**Given exercise**
Repeat the full listing, word for word.

**Given data**
----------

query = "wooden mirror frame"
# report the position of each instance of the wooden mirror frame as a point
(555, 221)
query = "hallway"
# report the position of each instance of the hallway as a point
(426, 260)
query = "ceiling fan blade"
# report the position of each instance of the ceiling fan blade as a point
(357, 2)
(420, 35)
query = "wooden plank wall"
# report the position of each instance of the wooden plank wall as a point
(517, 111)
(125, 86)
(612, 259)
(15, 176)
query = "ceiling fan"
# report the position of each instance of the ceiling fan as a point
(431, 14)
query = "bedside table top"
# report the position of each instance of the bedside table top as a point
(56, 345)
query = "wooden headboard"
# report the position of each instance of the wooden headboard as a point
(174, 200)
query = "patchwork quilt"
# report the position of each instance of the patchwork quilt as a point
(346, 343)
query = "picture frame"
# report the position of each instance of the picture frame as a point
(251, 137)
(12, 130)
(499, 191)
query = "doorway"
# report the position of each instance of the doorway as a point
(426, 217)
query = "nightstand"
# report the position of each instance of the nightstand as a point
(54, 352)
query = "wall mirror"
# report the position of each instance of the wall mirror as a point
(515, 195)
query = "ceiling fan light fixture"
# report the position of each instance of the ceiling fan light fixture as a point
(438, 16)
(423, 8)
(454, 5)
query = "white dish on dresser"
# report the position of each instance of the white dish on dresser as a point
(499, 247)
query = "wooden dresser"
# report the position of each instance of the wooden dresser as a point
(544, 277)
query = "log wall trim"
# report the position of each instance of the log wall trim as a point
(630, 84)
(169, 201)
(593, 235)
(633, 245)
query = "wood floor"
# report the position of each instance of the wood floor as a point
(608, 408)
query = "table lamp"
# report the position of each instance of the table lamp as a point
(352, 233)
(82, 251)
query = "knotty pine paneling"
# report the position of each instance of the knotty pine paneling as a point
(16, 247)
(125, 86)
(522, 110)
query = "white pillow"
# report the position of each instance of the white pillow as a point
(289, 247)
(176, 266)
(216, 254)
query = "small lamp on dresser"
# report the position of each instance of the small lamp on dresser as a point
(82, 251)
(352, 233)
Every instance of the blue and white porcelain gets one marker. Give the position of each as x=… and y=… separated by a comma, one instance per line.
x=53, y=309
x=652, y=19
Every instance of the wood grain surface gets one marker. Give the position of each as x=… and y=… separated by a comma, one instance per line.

----------

**Result of this exercise**
query = "wooden mirror frame"
# report the position of each instance of the wooden mirror frame as a point
(555, 221)
query = "hallway"
# report the position of each instance of the hallway as a point
(426, 260)
query = "ceiling fan blade"
# report the position of each instance of the ceiling fan blade as a point
(357, 2)
(420, 35)
query = "wooden plank wall"
# report the position of each instance of the wooden plank wall as a point
(517, 111)
(125, 86)
(612, 259)
(15, 176)
query = "ceiling fan"
# report the position of each instance of the ceiling fan as a point
(431, 14)
query = "bedside table top"
# report the position of each instance of the bedside table top as a point
(56, 345)
query = "wooden headboard"
# report the position of each instance of the wooden headboard as a point
(174, 200)
query = "patchwork quilt"
# report the position of each instance of the patchwork quilt as a point
(346, 343)
query = "picture frame"
# report the position of each instance of the picture frame as a point
(251, 137)
(12, 130)
(499, 191)
query = "doorway"
# report the position of each instance of the doorway as a point
(426, 217)
query = "nightstand"
# report the position of each instance of the nightstand as a point
(54, 352)
query = "wall mirror"
# report the position of each instance of the wall mirror as a point
(515, 195)
query = "ceiling fan light fixture"
# report the position of each instance of the ceiling fan light fixture as a point
(438, 16)
(423, 8)
(454, 5)
query = "white dish on dresser"
# report the position of each instance of the white dish on dresser as a point
(499, 247)
query = "wooden dresser"
# report the position of each instance of the wooden dresser as a point
(544, 277)
query = "log wall trim"
# report the position of each instance of the log wall trim as a point
(630, 84)
(169, 201)
(593, 235)
(633, 245)
query = "wood floor"
# report the position of each instance of the wood floor as a point
(608, 408)
query = "table lamp"
# report the position of each instance of the table lamp as a point
(352, 233)
(82, 251)
query = "knotty pine paneling"
# report the position of each instance of the knotty pine paneling as a point
(16, 247)
(125, 86)
(522, 110)
query = "white pillow"
# report the position of each instance of the white pillow as a point
(289, 247)
(176, 266)
(216, 254)
query = "small lamp on dresser"
# report the position of each instance of the small lamp on dresser as a point
(82, 251)
(352, 233)
Every instance of the blue and white porcelain gets one marker. Give the position of each as x=… and y=… separated by a comma, one instance per line.
x=53, y=309
x=652, y=19
Every instance of the wood grain surface gets one marker. Give the position of each as x=… and y=… separated by a comma, one instance per line.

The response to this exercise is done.